## Begin DATA SHOWN
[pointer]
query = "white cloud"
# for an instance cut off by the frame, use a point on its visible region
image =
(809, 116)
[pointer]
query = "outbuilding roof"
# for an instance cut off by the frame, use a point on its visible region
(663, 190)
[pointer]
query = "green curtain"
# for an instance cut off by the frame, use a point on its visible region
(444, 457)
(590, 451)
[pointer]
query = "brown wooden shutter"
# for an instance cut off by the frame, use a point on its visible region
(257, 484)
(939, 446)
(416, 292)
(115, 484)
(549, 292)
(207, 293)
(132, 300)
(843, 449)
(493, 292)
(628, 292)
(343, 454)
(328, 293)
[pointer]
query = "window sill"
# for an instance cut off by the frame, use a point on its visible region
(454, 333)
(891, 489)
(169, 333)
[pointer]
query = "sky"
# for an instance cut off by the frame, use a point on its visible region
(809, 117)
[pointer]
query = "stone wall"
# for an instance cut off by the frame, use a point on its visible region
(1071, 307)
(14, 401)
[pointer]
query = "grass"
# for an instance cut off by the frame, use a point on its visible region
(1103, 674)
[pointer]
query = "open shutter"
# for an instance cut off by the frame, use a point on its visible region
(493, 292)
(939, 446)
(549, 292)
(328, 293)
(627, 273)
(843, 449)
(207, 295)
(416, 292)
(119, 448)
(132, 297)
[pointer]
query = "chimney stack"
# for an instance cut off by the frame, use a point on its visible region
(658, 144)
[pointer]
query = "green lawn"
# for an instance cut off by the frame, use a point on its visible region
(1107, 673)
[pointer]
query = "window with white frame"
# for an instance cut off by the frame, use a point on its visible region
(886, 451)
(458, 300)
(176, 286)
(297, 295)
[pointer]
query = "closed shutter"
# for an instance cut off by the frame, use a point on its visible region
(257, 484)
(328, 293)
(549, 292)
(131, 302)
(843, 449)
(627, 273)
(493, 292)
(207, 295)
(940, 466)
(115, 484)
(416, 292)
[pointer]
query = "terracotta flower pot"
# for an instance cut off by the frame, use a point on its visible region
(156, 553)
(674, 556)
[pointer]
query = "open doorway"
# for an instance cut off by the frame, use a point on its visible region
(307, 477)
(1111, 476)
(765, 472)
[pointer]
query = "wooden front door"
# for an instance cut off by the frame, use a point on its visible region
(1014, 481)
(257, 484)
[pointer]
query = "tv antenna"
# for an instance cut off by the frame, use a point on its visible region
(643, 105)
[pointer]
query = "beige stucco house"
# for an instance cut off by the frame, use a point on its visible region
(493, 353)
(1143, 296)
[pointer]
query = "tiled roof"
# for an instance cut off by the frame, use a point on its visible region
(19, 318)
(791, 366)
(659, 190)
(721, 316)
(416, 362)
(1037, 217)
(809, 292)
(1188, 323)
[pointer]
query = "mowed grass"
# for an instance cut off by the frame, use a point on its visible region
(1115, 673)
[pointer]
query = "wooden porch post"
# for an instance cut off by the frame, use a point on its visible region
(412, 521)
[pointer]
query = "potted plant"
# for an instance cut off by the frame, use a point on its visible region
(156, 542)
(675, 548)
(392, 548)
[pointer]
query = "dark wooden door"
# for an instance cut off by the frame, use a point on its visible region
## End DATA SHOWN
--- INSTRUCTIONS FOR THE TASK ---
Extract each line of the listing above, copying it word for word.

--- WORKED SOLUTION ---
[pointer]
query = "white cloud"
# for an instance cut off by the frame, use a point on its visible region
image =
(809, 116)
[pointer]
query = "outbuilding roof"
# for an instance cut off by the frame, use a point on its visible region
(663, 190)
[pointer]
query = "green curtain"
# for an instance cut off by the frame, use a point on its visible region
(444, 457)
(590, 451)
[pointer]
query = "brown wooden shutter"
# for an instance cut off by the frame, use a point on its visible region
(257, 484)
(939, 446)
(416, 292)
(115, 484)
(549, 292)
(207, 293)
(132, 300)
(843, 449)
(493, 292)
(628, 292)
(343, 454)
(328, 293)
[pointer]
query = "window sill"
# for an instance cut off by the frame, use a point on its visible region
(454, 333)
(891, 489)
(169, 333)
[pointer]
query = "sky"
# for an instance cut off by the frame, use a point on its visible region
(809, 117)
[pointer]
query = "stone wall"
# for an instance cut off by the frame, use a point on its visible region
(1071, 307)
(14, 401)
[pointer]
query = "grass"
# for an instance cut off by the frame, use a point on its visible region
(1103, 674)
[pointer]
query = "open shutter"
# for an instance cut off by the frame, use a point on its visible region
(493, 292)
(939, 446)
(549, 292)
(328, 293)
(627, 273)
(843, 449)
(207, 295)
(416, 292)
(119, 448)
(132, 297)
[pointer]
query = "chimney stack"
# for an instance cut off by the frame, use a point on its visible region
(658, 144)
[pointer]
query = "green lawn"
# for an instance cut off by the frame, use a point on its visible region
(1107, 673)
[pointer]
query = "window with white frame"
# for an instance cut off by the frame, use a point on its visible region
(886, 451)
(458, 300)
(176, 286)
(297, 295)
[pointer]
query = "closed shutter"
# for an instance cut off by the frame, use a point on its visible region
(257, 484)
(328, 293)
(549, 292)
(131, 302)
(843, 449)
(627, 273)
(493, 292)
(207, 295)
(940, 466)
(115, 484)
(416, 292)
[pointer]
query = "terracotta flower pot"
# for an instance cut off by the frame, use a point on its visible region
(156, 553)
(674, 556)
[pointer]
query = "open doorway"
# for an instance cut off by the frame, use a point on its visible region
(307, 477)
(1111, 476)
(765, 472)
[pointer]
query = "wooden front door"
# for an instance cut off by the frame, use a point on its visible region
(1014, 481)
(257, 484)
[pointer]
query = "tv antenna"
# for an instance cut off by the frame, use a point on its visible region
(643, 105)
[pointer]
query = "beige stucco house"
# for an instance cut off by the frame, use a point on its visible region
(493, 353)
(1143, 296)
[pointer]
query = "tiled roof"
# for an instance cut off by the frame, use a point on its visible region
(19, 318)
(791, 366)
(659, 190)
(721, 316)
(416, 362)
(1037, 217)
(809, 292)
(1188, 323)
[pointer]
query = "mowed grass"
# for an instance cut off by the frame, use a point on its visible region
(1115, 673)
[pointer]
query = "wooden porch post"
# for an instance cut off by the frame, use a point on its visible region
(412, 521)
[pointer]
query = "potted plant"
# for an instance cut off by the frame, use a point on its visible region
(156, 542)
(675, 548)
(392, 548)
[pointer]
query = "dark wooden door"
# for an instance cut off by the frame, use a point on its visible region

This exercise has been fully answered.